Requirement
Add 46 to every bounding box coordinate in the data below, from the line with "Every light wood table—mark it." to the line with "[0,340,714,453]", both lines included. Write out all of those lines again, leaving every line without coordinates unchanged.

(Object detection data)
>>>

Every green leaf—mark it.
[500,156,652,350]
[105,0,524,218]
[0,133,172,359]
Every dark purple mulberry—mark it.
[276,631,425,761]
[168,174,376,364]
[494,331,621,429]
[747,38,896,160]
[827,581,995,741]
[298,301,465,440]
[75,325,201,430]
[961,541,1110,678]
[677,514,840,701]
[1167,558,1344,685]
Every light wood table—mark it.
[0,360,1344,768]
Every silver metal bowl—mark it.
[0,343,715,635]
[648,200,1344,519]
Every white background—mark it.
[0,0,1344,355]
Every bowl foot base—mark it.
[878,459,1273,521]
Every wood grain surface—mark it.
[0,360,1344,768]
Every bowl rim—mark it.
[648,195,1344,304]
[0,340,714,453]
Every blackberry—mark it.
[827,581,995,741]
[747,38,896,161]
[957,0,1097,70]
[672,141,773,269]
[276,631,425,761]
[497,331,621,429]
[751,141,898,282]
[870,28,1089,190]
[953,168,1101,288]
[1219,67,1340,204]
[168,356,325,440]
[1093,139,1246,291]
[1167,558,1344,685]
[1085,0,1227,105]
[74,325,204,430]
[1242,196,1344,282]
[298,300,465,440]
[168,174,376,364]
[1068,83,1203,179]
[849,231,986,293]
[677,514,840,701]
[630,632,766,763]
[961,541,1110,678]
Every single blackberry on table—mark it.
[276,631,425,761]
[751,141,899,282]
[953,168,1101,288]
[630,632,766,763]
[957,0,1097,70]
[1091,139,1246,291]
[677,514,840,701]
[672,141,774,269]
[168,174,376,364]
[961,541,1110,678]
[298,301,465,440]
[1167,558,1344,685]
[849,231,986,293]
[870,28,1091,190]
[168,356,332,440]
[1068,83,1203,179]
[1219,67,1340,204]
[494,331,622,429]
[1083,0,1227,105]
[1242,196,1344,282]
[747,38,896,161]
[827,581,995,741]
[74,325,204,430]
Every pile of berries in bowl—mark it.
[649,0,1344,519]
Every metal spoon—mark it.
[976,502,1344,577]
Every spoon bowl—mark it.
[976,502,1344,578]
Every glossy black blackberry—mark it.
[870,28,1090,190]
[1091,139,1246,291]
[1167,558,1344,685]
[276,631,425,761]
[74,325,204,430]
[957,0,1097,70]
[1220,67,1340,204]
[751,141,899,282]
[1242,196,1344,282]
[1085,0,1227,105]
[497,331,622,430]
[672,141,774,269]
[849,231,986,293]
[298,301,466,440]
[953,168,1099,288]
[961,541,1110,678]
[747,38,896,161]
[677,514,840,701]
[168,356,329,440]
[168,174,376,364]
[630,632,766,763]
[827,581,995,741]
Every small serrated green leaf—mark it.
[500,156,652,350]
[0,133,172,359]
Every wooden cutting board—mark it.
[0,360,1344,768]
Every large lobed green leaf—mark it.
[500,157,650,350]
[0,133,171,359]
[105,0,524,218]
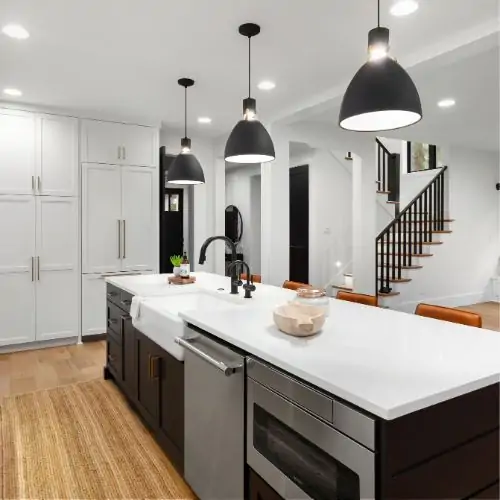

<<<

Reply
Every light wood table—mark it.
[46,406,1390,814]
Every silver metal bowl—mark it.
[46,389,761,681]
[694,246,1390,565]
Every white background—mark it.
[46,46,1390,401]
Every bowl foot base—mark it.
[924,505,1319,567]
Every wood grain surface—mark it.
[46,406,1390,814]
Every bowl rim—mark it.
[694,241,1390,350]
[46,386,760,499]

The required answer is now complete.